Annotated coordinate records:
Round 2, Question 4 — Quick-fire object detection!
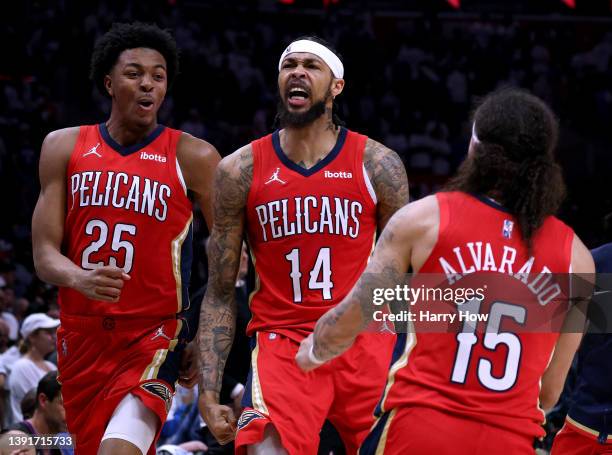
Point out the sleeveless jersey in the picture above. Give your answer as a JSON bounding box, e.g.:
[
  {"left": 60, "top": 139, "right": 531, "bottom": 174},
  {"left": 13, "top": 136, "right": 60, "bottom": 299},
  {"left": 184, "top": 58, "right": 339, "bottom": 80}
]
[
  {"left": 568, "top": 243, "right": 612, "bottom": 440},
  {"left": 247, "top": 128, "right": 377, "bottom": 341},
  {"left": 377, "top": 192, "right": 574, "bottom": 437},
  {"left": 59, "top": 124, "right": 192, "bottom": 318}
]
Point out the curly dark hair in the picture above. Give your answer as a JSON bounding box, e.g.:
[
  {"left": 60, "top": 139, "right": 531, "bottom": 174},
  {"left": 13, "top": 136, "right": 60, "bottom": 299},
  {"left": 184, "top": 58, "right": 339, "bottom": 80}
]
[
  {"left": 444, "top": 88, "right": 565, "bottom": 249},
  {"left": 89, "top": 22, "right": 179, "bottom": 95},
  {"left": 272, "top": 35, "right": 346, "bottom": 128}
]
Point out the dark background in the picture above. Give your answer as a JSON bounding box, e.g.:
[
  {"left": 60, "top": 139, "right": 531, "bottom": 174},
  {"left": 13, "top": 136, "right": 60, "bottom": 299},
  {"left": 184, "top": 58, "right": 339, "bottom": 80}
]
[{"left": 0, "top": 0, "right": 612, "bottom": 306}]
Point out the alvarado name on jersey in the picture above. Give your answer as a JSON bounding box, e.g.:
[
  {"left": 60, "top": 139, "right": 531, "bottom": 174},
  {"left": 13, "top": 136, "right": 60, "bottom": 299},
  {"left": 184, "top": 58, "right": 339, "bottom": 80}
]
[
  {"left": 255, "top": 196, "right": 363, "bottom": 242},
  {"left": 70, "top": 171, "right": 172, "bottom": 221}
]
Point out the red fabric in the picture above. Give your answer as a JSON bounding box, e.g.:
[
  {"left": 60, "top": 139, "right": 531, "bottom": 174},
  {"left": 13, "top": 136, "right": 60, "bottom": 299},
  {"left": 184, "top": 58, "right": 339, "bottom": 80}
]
[
  {"left": 246, "top": 131, "right": 377, "bottom": 341},
  {"left": 236, "top": 332, "right": 395, "bottom": 455},
  {"left": 59, "top": 125, "right": 192, "bottom": 318},
  {"left": 57, "top": 319, "right": 180, "bottom": 455},
  {"left": 368, "top": 407, "right": 535, "bottom": 455},
  {"left": 446, "top": 0, "right": 461, "bottom": 9},
  {"left": 383, "top": 193, "right": 574, "bottom": 438},
  {"left": 551, "top": 421, "right": 612, "bottom": 455}
]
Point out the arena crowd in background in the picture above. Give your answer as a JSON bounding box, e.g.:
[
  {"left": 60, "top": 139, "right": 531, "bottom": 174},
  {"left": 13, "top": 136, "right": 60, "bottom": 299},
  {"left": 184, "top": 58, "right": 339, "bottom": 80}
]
[{"left": 0, "top": 0, "right": 612, "bottom": 450}]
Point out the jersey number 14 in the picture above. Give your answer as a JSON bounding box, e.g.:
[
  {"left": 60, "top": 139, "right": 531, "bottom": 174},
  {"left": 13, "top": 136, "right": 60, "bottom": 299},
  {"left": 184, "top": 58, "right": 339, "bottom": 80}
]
[
  {"left": 81, "top": 220, "right": 136, "bottom": 273},
  {"left": 285, "top": 247, "right": 334, "bottom": 303}
]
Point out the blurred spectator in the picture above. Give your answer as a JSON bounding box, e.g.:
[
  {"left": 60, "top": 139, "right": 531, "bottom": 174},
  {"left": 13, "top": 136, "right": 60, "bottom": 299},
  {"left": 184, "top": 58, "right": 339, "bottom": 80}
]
[
  {"left": 9, "top": 313, "right": 59, "bottom": 422},
  {"left": 11, "top": 371, "right": 72, "bottom": 455},
  {"left": 21, "top": 390, "right": 37, "bottom": 420}
]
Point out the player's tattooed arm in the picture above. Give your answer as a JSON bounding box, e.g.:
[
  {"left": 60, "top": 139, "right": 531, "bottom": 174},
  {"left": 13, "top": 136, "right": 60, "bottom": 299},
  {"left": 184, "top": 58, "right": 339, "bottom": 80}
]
[
  {"left": 199, "top": 146, "right": 253, "bottom": 403},
  {"left": 296, "top": 196, "right": 439, "bottom": 371},
  {"left": 363, "top": 139, "right": 408, "bottom": 232}
]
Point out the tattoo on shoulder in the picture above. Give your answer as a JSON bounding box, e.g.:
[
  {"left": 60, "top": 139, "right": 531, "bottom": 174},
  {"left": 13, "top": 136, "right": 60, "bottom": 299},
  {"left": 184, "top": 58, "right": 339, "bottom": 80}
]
[{"left": 199, "top": 147, "right": 253, "bottom": 393}]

_What is asked_
In the records above, locate the line that contains "Point out the blurred". Repeat it and every line after it, exactly, and nothing else.

_Output of the exercise_
Point out the blurred spectator in the picture above. Give your answer as a JSON bounding box, e.g.:
[
  {"left": 60, "top": 139, "right": 531, "bottom": 174},
  {"left": 13, "top": 136, "right": 60, "bottom": 299},
  {"left": 184, "top": 58, "right": 339, "bottom": 80}
]
[
  {"left": 9, "top": 313, "right": 59, "bottom": 422},
  {"left": 11, "top": 371, "right": 72, "bottom": 455},
  {"left": 21, "top": 390, "right": 37, "bottom": 420}
]
Point out the player's tattooed arm in the picture above. Give your answer as a JSON bounding box, e.g.:
[
  {"left": 60, "top": 139, "right": 531, "bottom": 174},
  {"left": 13, "top": 136, "right": 60, "bottom": 299},
  {"left": 184, "top": 58, "right": 339, "bottom": 80}
]
[
  {"left": 199, "top": 146, "right": 253, "bottom": 403},
  {"left": 296, "top": 196, "right": 439, "bottom": 371},
  {"left": 363, "top": 139, "right": 408, "bottom": 232}
]
Point out the tattoo on shoulder in the picture above. Give your answer as a JSON bounding box, e.g.:
[
  {"left": 60, "top": 139, "right": 531, "bottom": 174},
  {"left": 13, "top": 136, "right": 60, "bottom": 299},
  {"left": 184, "top": 58, "right": 339, "bottom": 80}
]
[{"left": 199, "top": 147, "right": 253, "bottom": 393}]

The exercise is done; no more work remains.